> ページ抜粋:
+--
森「作品を通じて、この世界を生きていく1人の人間としてチャレンジをしているという感覚があります。単に『ホーム』を演じたということに満足するのではなく、作品を観客の方の心に刺さり、残るものにしたいと思っています。中途半端な挑戦はせず、しっかり今、この瞬間に自分たちが作って届けたいもの、変えていきたいものに正面から向き合っていきたいと思っています」
岡崎「とても温かい気持ちになる作品だなと思っていますが、“温かい”だけで終わりたくない。この作品から刺激を受け、“ホーム”が既に見つかっている方はより大切に想い、まだ見つからず彷徨っている方には、自身の“ホーム”を見つけるきっかけになればと思います。人は1人では生きていけない。さまざまな関わりの中に“ホーム”があるから、人は生きているのだと思います。皆さんが心にふっと温かさをもって劇場を後にし、生きるエネルギーになるような作品にしたいです」
(取材・文:木下千寿 撮影:友澤綾乃)
プロフィール
森 彩香(もり・さやか)
2016年4月より音楽座ミュージカルに参加。同年、『シャボン玉とんだ宇宙(ソラ)までとんだ』里美役で初舞台を踏む。その後も、『リトルプリンス』王子役、『グッバイマイダーリン★』ねずみの奥さん役と主演に抜擢され、主要な役を多く務めている。
+--
> データ:
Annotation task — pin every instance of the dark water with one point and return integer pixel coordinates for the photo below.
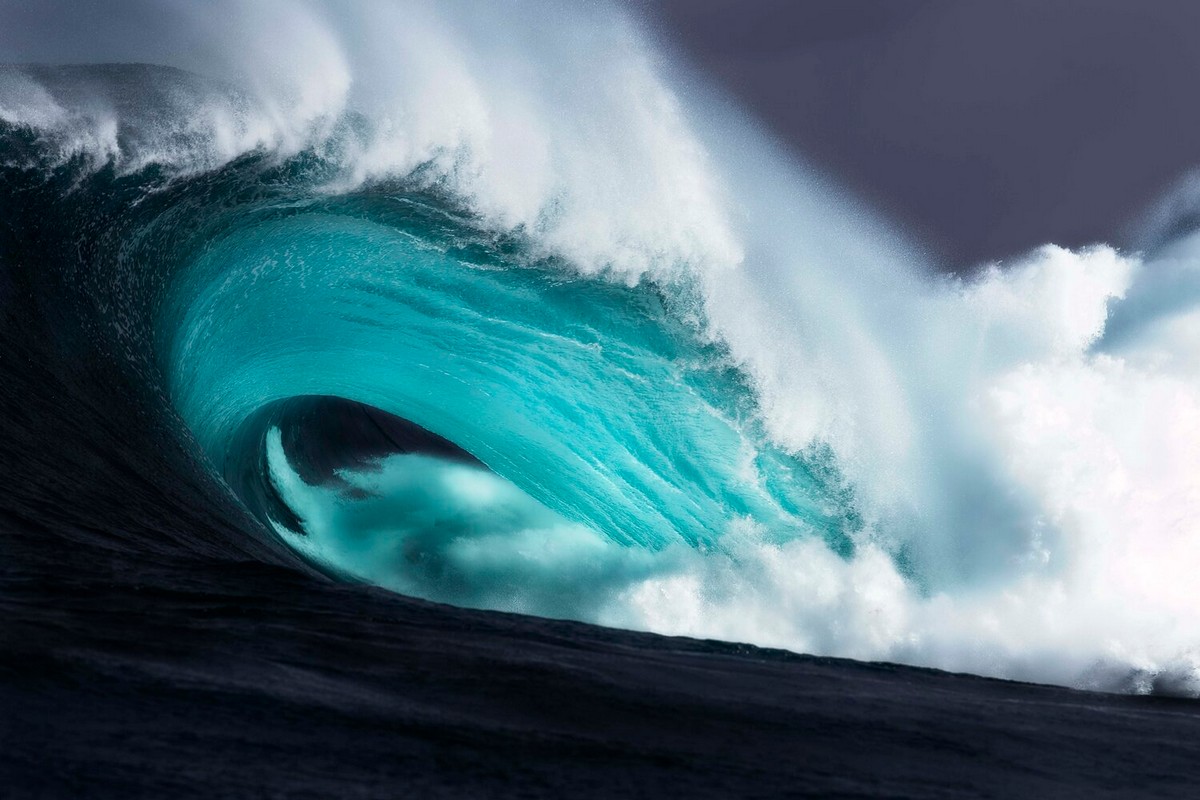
+--
> 指示:
次の1.～3.の記述がページ抜粋の内容と一致するかどうかを、それぞれ「はい」または「いいえ」で答え、判断の根拠となる本文の語句をそのまま引用してください。
1. 森彩香は2016年4月から音楽座ミュージカルに参加している。
2. 森彩香の初舞台は『リトルプリンス』の王子役である。
3. 岡崎は、作品を“温かい”だけで終わらせたいと述べている。
ここに示したデータは、本件では一切使用しません。

> 解答例:
1. はい。「2016年4月より音楽座ミュージカルに参加。」
2. いいえ。「同年、『シャボン玉とんだ宇宙(ソラ)までとんだ』里美役で初舞台を踏む。」
3. いいえ。「“温かい”だけで終わりたくない。」